Within the records below, find each line with the word "ridged" and copy it out.

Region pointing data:
====

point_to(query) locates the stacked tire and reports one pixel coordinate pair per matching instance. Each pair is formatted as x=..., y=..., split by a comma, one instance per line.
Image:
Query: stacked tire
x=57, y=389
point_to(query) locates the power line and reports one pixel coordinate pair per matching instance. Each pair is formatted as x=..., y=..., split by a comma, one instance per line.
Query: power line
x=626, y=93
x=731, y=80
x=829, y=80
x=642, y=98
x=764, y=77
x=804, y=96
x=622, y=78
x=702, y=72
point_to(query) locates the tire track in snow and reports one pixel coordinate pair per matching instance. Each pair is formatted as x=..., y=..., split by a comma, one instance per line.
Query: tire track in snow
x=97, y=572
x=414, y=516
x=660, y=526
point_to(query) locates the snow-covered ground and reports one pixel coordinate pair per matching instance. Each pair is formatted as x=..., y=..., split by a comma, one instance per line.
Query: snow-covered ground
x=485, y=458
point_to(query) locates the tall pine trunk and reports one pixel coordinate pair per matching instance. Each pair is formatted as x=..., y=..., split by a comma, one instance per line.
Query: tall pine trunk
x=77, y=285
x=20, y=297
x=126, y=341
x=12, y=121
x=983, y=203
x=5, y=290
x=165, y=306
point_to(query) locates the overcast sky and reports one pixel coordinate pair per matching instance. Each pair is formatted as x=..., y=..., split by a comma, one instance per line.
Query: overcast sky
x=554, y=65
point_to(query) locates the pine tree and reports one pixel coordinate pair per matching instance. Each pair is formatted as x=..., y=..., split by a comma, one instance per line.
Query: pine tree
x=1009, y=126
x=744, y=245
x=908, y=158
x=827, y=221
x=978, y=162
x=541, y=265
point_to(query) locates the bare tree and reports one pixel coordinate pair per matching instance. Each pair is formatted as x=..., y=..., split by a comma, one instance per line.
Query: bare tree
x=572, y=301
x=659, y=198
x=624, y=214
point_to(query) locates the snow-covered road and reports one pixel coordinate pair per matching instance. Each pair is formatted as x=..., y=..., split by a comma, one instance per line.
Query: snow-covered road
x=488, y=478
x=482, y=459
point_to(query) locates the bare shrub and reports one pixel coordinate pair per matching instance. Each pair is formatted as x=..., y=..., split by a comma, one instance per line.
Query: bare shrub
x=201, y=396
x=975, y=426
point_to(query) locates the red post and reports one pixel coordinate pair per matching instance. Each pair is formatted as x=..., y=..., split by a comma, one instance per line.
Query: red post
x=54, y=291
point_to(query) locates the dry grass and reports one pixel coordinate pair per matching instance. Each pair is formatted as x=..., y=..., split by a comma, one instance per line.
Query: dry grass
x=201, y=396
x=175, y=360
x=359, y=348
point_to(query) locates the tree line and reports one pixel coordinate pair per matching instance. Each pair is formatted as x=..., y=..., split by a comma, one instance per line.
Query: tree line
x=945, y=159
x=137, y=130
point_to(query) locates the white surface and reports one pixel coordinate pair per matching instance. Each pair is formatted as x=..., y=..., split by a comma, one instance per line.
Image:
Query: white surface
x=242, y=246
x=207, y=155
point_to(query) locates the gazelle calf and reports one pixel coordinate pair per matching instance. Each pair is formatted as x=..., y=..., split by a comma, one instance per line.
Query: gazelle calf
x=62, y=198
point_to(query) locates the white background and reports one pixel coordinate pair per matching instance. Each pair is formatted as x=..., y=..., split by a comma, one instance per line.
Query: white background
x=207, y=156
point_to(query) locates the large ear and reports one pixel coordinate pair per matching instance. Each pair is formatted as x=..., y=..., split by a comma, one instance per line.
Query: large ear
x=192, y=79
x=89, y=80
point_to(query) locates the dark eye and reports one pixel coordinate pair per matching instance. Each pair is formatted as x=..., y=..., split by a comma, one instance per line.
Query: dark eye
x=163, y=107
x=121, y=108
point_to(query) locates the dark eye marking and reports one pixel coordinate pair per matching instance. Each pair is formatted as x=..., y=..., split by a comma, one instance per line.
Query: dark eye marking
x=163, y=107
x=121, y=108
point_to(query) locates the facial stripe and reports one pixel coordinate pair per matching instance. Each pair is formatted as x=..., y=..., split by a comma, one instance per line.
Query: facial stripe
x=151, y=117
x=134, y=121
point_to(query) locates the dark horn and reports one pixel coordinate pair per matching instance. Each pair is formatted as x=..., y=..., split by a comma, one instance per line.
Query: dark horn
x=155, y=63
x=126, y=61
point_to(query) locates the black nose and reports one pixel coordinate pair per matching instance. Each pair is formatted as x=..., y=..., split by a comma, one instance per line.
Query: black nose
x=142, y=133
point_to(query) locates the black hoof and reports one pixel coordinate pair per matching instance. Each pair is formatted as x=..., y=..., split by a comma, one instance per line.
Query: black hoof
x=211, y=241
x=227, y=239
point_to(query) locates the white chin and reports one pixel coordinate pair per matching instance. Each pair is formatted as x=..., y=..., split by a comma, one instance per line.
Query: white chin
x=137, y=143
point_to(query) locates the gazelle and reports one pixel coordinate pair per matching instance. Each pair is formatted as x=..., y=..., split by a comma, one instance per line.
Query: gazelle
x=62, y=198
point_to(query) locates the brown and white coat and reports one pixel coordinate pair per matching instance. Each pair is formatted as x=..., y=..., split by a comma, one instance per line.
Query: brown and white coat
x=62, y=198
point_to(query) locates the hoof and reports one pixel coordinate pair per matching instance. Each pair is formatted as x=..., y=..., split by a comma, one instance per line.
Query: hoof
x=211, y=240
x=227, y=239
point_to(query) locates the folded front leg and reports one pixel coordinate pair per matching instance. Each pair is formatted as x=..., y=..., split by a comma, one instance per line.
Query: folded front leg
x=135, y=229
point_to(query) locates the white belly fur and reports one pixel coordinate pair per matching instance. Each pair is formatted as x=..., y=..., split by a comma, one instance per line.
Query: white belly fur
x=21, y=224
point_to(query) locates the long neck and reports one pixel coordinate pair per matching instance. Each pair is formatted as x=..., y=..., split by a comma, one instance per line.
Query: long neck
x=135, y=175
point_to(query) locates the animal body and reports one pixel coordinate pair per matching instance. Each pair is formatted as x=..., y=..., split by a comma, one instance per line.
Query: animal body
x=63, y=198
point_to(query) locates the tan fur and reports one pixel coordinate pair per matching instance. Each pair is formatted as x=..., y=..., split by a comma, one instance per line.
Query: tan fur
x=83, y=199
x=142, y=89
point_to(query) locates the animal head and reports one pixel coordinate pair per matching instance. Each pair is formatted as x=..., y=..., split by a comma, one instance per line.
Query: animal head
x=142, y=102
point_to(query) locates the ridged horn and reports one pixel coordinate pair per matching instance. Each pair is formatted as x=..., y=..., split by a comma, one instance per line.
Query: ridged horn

====

_Result of this exercise_:
point_to(query) locates the ridged horn and reports one pixel coordinate pair per matching instance. Each pair is formatted as x=..., y=..., split by a comma, one instance per line.
Query: ridged horn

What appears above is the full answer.